**SOURCE**.
%%

But if this is the case then how do we make sense of the world? Let’s look at the basics of sense-making in more detail!

Most people are familiar with the idea that colours do not have an external objective existence. This understanding has a grounding in physics. Light is composed of energy at different wavelengths and our eyes respond to one small band of those wavelengths within the electromagnetic spectrum. Anatomical studies have in turn revealed the existence and function of the light receptors in the retina of our eyes that respond to light.

So, there is no red out there in the world. What we call red is our visual system’s interpretation of what we are looking at. Our visual system constructs the experience of red from the data provided by our eyes. Despite all this, when I see a car, the fact that it is red is an indisputably accurate description of my observation. Somehow the redness of the car is a simple fact.

Neuroscience is currently trying to explain how this happens. What we know is that our visual system favours fast reaction times and rapid interpretation and there is nothing to be gained from the brain revealing its inner workings in the course of everyday experience. To the contrary, it specialises in providing us with just the information we need and in precisely the form we need it. We receive no information about how our eyes and brain gather or process information. The car just looks red and if we see a tiger then hopefully there is still time to run away as fast as we can!

%%

**YOUR TASK**.
Please say whether each statement agrees with the passage on color perception, answering yes or no and quoting the words of the passage that decide it: (a) our eyes respond to the whole electromagnetic spectrum; (b) our visual system favors fast reaction times; (c) we receive information about how our eyes and brain process what we see. You won't need the lines that come next.

**EXTRACTED DATA**.
%%

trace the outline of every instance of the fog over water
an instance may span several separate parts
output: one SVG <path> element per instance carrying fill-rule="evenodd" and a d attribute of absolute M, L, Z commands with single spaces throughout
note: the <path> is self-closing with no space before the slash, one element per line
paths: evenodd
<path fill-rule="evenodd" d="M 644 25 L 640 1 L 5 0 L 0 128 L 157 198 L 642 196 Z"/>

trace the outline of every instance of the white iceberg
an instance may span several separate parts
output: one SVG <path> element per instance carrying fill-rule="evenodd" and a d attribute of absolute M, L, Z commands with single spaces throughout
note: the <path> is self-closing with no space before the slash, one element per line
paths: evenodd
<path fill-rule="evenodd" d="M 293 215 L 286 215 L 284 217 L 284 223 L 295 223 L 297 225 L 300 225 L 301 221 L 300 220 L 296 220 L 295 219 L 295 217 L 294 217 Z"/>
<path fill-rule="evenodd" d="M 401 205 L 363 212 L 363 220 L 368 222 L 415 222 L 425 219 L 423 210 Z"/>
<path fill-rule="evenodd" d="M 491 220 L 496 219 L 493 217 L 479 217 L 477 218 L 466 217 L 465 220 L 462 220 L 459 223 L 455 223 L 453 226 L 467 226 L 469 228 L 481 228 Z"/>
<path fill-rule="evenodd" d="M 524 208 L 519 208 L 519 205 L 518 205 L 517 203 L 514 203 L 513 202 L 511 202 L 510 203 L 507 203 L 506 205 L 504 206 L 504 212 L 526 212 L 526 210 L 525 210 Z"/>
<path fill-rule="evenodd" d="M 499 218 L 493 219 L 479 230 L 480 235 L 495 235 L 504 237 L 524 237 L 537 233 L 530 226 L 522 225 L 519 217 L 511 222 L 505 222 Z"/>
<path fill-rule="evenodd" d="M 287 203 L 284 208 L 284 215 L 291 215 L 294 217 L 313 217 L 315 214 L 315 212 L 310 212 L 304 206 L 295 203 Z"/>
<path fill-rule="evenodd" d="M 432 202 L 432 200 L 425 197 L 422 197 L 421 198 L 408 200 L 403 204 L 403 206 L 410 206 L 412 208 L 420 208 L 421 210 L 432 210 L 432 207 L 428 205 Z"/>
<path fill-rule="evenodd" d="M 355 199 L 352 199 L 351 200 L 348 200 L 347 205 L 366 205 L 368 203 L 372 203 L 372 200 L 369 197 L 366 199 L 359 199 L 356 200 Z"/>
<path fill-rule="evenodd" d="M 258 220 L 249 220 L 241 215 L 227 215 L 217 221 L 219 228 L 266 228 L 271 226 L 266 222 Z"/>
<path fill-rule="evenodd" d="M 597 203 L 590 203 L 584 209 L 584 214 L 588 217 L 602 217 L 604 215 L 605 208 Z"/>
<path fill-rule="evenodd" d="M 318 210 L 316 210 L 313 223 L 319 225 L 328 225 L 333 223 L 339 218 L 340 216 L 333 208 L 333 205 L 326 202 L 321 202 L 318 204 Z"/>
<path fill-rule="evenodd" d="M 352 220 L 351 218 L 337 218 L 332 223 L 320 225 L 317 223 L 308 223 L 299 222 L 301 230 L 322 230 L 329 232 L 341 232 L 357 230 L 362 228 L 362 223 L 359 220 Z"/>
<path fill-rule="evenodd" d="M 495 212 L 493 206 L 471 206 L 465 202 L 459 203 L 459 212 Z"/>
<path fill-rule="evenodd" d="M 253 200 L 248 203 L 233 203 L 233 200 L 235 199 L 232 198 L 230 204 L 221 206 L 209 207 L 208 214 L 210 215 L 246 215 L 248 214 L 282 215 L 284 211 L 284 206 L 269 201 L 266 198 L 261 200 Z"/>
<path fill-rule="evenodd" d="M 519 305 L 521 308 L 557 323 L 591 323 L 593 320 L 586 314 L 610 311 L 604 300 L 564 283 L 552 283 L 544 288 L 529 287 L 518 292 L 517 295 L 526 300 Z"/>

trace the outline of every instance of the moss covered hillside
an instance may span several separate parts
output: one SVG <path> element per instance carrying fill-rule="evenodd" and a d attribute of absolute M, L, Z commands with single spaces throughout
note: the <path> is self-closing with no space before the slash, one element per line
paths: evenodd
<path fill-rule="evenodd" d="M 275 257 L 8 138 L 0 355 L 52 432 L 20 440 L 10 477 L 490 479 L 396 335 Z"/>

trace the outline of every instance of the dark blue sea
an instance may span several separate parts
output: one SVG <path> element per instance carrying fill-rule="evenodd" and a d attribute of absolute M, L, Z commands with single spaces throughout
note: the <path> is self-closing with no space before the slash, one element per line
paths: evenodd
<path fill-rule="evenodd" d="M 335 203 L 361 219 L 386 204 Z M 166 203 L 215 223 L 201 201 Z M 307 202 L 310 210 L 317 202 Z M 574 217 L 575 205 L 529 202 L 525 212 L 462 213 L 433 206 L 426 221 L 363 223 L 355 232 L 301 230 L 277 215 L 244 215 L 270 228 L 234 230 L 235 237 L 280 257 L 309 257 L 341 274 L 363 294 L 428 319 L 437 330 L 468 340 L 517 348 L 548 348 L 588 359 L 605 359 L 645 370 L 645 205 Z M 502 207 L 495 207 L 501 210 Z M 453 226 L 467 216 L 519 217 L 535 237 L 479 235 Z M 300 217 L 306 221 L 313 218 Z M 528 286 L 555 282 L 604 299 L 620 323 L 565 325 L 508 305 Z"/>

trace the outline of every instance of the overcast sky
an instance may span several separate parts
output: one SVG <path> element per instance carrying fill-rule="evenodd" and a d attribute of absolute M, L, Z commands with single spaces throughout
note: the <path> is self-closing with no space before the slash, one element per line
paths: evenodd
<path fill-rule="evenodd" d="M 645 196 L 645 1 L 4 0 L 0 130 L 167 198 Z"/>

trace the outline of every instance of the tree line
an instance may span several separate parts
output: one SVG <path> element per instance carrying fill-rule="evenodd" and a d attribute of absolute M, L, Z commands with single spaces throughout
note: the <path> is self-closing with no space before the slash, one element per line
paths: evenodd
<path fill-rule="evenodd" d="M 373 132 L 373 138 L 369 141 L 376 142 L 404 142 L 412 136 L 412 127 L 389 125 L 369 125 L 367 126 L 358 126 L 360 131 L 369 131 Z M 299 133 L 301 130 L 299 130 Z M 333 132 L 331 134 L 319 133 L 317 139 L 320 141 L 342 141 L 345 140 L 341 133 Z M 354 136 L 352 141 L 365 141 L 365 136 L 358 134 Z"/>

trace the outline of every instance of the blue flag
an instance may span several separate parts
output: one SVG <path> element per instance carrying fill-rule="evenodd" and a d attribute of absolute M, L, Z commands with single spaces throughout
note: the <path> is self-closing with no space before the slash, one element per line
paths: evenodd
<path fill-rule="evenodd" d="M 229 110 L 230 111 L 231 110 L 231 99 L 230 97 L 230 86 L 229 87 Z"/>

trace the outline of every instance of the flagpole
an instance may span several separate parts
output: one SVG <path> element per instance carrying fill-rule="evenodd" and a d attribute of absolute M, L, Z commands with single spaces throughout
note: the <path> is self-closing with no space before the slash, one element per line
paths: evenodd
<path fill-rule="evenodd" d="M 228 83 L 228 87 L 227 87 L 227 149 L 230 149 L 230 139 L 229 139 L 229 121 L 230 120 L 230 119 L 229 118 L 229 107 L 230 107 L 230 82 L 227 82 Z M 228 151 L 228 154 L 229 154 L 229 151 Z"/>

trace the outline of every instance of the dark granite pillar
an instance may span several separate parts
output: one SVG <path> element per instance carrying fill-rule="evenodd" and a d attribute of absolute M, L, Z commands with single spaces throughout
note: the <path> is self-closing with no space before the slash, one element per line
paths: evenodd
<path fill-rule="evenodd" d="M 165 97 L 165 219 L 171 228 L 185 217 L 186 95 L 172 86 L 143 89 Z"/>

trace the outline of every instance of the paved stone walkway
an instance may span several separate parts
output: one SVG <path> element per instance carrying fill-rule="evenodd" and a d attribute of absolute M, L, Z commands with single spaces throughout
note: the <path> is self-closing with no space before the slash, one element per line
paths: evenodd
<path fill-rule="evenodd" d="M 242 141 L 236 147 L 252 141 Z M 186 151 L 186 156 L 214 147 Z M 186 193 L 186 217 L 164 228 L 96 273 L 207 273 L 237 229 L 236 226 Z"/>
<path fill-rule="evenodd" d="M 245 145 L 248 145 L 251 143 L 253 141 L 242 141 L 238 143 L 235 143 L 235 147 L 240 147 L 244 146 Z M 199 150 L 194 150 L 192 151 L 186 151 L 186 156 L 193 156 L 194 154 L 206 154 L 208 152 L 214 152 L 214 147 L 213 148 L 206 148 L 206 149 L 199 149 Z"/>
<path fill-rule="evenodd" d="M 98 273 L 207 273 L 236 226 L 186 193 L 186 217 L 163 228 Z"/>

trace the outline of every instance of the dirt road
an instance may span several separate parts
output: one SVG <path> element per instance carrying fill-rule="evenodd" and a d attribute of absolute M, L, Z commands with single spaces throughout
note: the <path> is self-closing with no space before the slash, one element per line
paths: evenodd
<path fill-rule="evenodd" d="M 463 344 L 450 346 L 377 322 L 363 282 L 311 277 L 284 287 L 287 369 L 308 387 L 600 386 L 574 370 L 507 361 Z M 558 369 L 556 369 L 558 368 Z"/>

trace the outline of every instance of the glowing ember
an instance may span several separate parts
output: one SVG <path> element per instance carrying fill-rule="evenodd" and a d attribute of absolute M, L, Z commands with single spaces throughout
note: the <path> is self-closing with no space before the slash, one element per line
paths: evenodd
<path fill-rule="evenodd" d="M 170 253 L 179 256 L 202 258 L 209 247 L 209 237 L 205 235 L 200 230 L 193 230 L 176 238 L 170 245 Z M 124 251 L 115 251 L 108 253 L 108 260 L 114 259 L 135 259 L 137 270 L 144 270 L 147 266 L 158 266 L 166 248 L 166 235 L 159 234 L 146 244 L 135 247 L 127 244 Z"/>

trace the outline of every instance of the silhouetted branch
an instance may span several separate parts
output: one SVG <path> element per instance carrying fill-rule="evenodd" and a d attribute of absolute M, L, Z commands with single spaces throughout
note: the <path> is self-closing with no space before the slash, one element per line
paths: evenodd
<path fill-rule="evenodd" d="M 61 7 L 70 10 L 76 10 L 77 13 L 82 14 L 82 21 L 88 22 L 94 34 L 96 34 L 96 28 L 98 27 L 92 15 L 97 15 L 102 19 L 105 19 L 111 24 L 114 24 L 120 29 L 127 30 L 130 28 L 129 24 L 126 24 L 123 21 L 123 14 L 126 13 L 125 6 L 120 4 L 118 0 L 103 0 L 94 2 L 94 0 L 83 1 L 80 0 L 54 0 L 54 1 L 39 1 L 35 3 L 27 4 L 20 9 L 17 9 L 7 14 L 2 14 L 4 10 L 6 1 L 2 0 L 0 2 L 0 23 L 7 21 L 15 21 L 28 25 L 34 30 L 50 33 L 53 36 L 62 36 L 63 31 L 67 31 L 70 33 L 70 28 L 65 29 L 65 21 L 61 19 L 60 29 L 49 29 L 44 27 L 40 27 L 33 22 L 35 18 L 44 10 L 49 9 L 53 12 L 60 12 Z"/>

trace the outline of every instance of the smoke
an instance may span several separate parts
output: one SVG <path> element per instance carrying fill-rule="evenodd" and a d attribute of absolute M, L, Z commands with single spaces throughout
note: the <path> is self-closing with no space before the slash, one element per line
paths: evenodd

%%

**SOLUTION FOR THIS TASK**.
(a) No: "our eyes respond to one small band of those wavelengths within the electromagnetic spectrum"
(b) Yes: "our visual system favours fast reaction times and rapid interpretation"
(c) No: "We receive no information about how our eyes and brain gather or process information."